Requirement ::
Add 6 to every polygon vertex coordinate in the answers, and copy the listing with all its requests from its first line up to and including the line containing "79], [29, 89]]". Leave the pictures out.

--- Excerpted data ---

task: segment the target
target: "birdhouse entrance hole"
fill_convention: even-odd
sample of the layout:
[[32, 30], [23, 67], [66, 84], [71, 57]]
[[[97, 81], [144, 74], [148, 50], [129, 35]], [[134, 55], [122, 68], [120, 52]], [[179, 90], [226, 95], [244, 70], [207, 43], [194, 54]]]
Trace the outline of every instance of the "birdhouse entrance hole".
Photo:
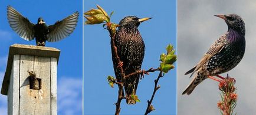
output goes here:
[[39, 90], [42, 89], [42, 80], [40, 78], [29, 79], [29, 89]]

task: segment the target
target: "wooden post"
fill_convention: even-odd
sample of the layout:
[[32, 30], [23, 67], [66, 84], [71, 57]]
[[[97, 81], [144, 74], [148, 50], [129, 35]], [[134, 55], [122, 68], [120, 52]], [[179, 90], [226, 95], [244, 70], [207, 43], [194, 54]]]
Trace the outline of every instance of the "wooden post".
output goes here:
[[[1, 94], [8, 95], [8, 114], [57, 114], [60, 53], [60, 50], [52, 48], [18, 44], [10, 46], [1, 89]], [[39, 90], [29, 88], [28, 71], [35, 73]]]

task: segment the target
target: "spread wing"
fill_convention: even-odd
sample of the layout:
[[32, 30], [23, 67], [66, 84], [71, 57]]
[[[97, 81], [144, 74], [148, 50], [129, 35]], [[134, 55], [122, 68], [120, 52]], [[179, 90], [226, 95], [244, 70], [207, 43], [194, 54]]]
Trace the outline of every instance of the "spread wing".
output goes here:
[[225, 43], [224, 42], [224, 39], [225, 39], [225, 37], [226, 34], [224, 34], [223, 36], [219, 38], [217, 41], [216, 41], [212, 45], [209, 50], [204, 55], [203, 58], [200, 60], [198, 63], [192, 69], [186, 72], [185, 75], [186, 75], [191, 73], [192, 73], [193, 75], [195, 72], [198, 70], [200, 67], [202, 67], [202, 66], [206, 63], [211, 59], [211, 58], [216, 55], [216, 53], [220, 52], [225, 46]]
[[47, 41], [57, 42], [69, 36], [77, 26], [78, 15], [77, 11], [62, 21], [58, 21], [54, 25], [49, 26]]
[[7, 6], [7, 19], [10, 26], [20, 37], [27, 40], [34, 39], [34, 25], [11, 6]]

---

Response for this exercise ::
task: segment the target
target: "birdhouse entrance hole"
fill_convention: even-odd
sample of the layout:
[[32, 30], [23, 67], [66, 84], [71, 57]]
[[[97, 81], [144, 74], [148, 50], [129, 35]], [[134, 55], [122, 68], [120, 52]], [[179, 90], [226, 95], [244, 70], [207, 43], [194, 54]]]
Trace the outline of every instance of the "birdhouse entrance hole".
Photo:
output goes here:
[[45, 96], [48, 95], [48, 86], [46, 84], [35, 85], [35, 95]]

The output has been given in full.